** Opening Entries provided block **

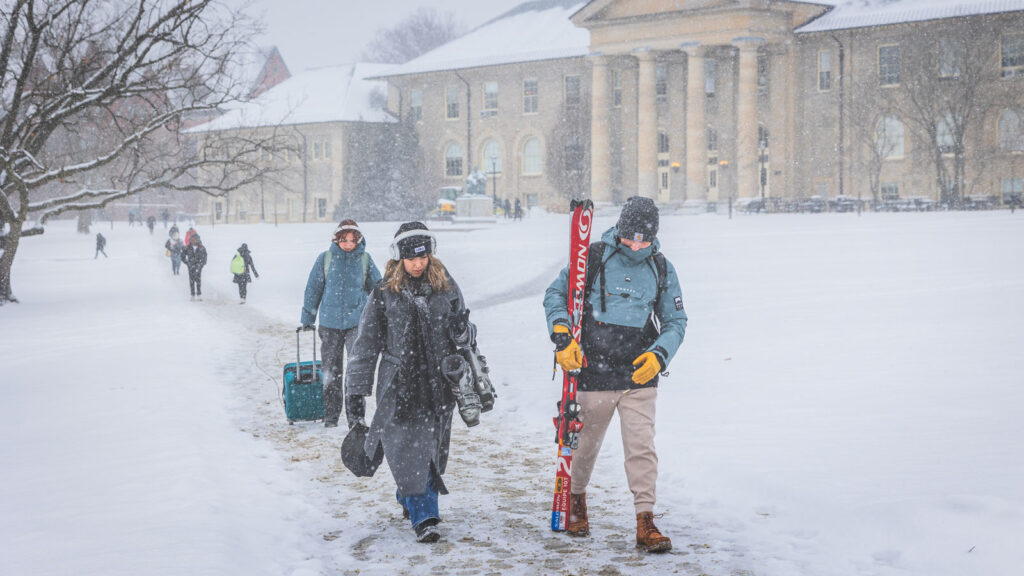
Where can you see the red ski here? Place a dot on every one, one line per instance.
(567, 422)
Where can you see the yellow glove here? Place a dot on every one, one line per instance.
(649, 366)
(568, 356)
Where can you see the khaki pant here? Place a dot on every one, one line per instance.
(636, 417)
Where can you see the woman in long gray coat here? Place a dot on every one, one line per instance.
(408, 322)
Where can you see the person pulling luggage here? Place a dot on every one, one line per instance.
(337, 288)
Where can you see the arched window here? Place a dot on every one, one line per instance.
(453, 160)
(1012, 131)
(493, 157)
(531, 158)
(889, 137)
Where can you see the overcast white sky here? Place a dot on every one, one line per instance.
(313, 33)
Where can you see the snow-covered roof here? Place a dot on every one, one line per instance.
(337, 93)
(863, 13)
(532, 31)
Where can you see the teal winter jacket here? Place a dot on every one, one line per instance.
(613, 337)
(339, 293)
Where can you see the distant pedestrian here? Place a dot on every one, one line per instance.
(174, 248)
(242, 263)
(100, 244)
(195, 258)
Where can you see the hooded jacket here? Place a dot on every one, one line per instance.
(410, 331)
(614, 337)
(341, 293)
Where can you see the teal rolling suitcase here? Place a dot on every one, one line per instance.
(303, 386)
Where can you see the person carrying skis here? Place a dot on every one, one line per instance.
(337, 288)
(633, 323)
(242, 263)
(174, 248)
(100, 244)
(409, 323)
(194, 256)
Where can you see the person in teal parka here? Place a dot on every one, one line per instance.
(339, 282)
(633, 323)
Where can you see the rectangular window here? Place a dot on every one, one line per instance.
(571, 91)
(710, 71)
(662, 82)
(416, 105)
(489, 98)
(824, 71)
(616, 88)
(529, 96)
(453, 166)
(890, 192)
(949, 57)
(1013, 190)
(1012, 54)
(889, 65)
(452, 103)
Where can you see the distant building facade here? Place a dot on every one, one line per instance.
(698, 101)
(304, 127)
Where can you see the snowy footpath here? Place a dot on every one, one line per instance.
(847, 402)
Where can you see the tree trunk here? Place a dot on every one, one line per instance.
(7, 259)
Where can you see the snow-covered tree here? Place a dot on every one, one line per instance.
(423, 31)
(92, 96)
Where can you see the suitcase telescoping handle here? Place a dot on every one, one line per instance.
(298, 355)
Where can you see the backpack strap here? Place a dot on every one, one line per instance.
(366, 266)
(663, 277)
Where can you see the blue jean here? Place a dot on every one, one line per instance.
(421, 506)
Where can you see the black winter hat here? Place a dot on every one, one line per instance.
(410, 244)
(638, 220)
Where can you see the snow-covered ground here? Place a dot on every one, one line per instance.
(848, 401)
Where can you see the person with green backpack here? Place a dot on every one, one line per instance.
(337, 289)
(241, 264)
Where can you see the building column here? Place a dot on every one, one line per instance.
(600, 157)
(646, 126)
(747, 118)
(696, 126)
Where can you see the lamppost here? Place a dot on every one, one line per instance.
(494, 178)
(764, 174)
(305, 174)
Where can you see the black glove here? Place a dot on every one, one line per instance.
(461, 322)
(355, 409)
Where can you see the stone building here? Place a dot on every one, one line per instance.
(304, 127)
(697, 101)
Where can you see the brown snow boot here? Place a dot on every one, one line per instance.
(579, 524)
(649, 538)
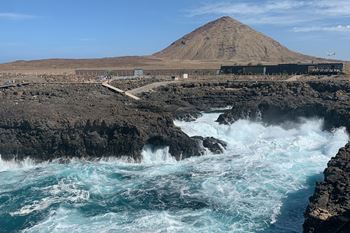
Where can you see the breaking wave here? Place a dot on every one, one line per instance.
(260, 184)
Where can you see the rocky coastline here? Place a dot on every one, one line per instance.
(56, 121)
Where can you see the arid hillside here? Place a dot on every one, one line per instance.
(226, 39)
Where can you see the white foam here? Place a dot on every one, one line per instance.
(243, 190)
(157, 155)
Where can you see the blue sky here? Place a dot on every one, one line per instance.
(36, 29)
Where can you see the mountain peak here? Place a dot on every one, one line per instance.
(226, 39)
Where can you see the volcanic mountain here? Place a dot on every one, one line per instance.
(223, 41)
(226, 39)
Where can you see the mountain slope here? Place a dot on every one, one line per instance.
(226, 39)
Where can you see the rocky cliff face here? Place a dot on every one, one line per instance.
(329, 209)
(54, 121)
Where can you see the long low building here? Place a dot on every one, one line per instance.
(290, 69)
(141, 72)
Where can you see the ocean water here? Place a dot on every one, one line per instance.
(260, 184)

** Closing Entries provided block **

**Exercise:**
Output the whole listing without change. Any picture is to be left out.

**Exercise response:**
Where can you see the red ski here? Place a dot on every one, one line per instance.
(567, 422)
Where can you see the yellow glove here? Place a dot on every one, one line per instance.
(649, 366)
(568, 356)
Where can you see the khaki pant here? Place a dot on every one, one line per instance.
(636, 417)
Where can you see the woman in long gray coat here? Place a dot on every one, one line per instance.
(408, 322)
Where can you see the person pulling luggage here? Place a dot on every one, one line per instance.
(337, 288)
Where can you see the arched window here? Place a dot on every one, one line per instance.
(453, 160)
(1012, 131)
(493, 157)
(531, 158)
(889, 137)
Where can you see the overcast white sky here? Place a dot on every one, one line per instance.
(313, 33)
Where can you see the snow-covered roof here? Place a dot on every one, one line per instance.
(337, 93)
(863, 13)
(532, 31)
Where can you see the teal winter jacket here? Place a dot on every one, one line per instance.
(613, 337)
(339, 293)
Where can you see the distant pedestrian here? Place a dot on every one, one line per instance.
(174, 248)
(242, 263)
(100, 244)
(195, 258)
Where can you see the hooded jacket here? Place a dot on every one, one line per instance.
(410, 331)
(614, 337)
(341, 293)
Where can you see the teal rolling suitcase here? Place a dot on every one, one line per instance.
(303, 386)
Where can you see the person carrying skis here? Place a dot on every one, one line per instance.
(337, 288)
(633, 323)
(242, 263)
(174, 248)
(100, 244)
(409, 323)
(194, 256)
Where can you see the person in teal parka here? Place a dot on every one, one line per instance.
(339, 282)
(633, 323)
Where can you see the rectangular window here? Place a dot on every one, one line per instance.
(571, 91)
(710, 71)
(662, 82)
(416, 105)
(489, 98)
(824, 71)
(616, 88)
(529, 96)
(453, 166)
(890, 192)
(949, 57)
(1013, 190)
(1012, 54)
(889, 65)
(452, 103)
Where can you see the distant building facade here? Place a dot on every one, one line per instance.
(698, 101)
(304, 127)
Where can you see the snowy footpath here? Place a dot on every one, one line per instance.
(847, 402)
Where can you see the tree trunk here? Place a dot on every one, one line per instance.
(7, 259)
Where can you see the snow-covered tree here? Place a dot on every one, one line per instance.
(423, 31)
(92, 96)
Where can you see the suitcase telescoping handle here? Place a dot on every one, one line per instance.
(298, 355)
Where can you see the backpack strap here? Place a dot on every one, one line per instance.
(366, 266)
(663, 277)
Where can you see the blue jean here? Place a dot on every one, one line per instance.
(421, 506)
Where can you see the black winter hat here? Place a dot on every one, one line per instance.
(410, 244)
(638, 220)
Where can you see the snow-covered ground here? Place a dot on every one, one line per instance.
(848, 401)
Where can you see the person with green backpack here? Place a dot on every one, one line per instance.
(337, 289)
(241, 264)
Where can you see the building column here? Place a dot on every one, one line per instance.
(600, 157)
(646, 126)
(747, 118)
(696, 126)
Where can you see the lamppost here? Place a dot on every one, one line per instance.
(494, 178)
(764, 174)
(305, 174)
Where can you see the black glove here? Place a dot on every one, one line per instance.
(461, 322)
(355, 409)
Where can you see the stone building here? Place a dot on every one, one line per instance.
(304, 127)
(697, 101)
Where can you see the brown snow boot here? Place a dot on every one, one line per instance.
(579, 524)
(649, 538)
Where can you see the breaking wave here? Place a dot on every one, one line per instance.
(260, 184)
Where can you see the rocky coastline here? Place a dot on every one, one line per instance.
(56, 121)
Where can you see the arid hillside here? Place a dot on every one, one line per instance.
(226, 39)
Where can you see the white foam here? Place a dot on every one, one line per instance.
(243, 190)
(157, 155)
Where can you see the blue sky here? Place a dot on every one, one line per instance.
(36, 29)
Where can you see the mountain peak here? Place a dot on every one, one line per instance.
(226, 39)
Where can you see the volcanic mountain here? Place a dot on every one, one line per instance.
(223, 41)
(226, 39)
Where can you see the mountain slope here? Place a dot on every one, one line per instance.
(226, 39)
Where can you see the rocky cliff face here? Place a dot on every one, one line per instance.
(329, 209)
(54, 121)
Where can you see the long low building here? Place a dot on every one, one line per instance.
(290, 69)
(141, 72)
Where can you see the ocean water here? Place a dot on every one, one line per instance.
(260, 184)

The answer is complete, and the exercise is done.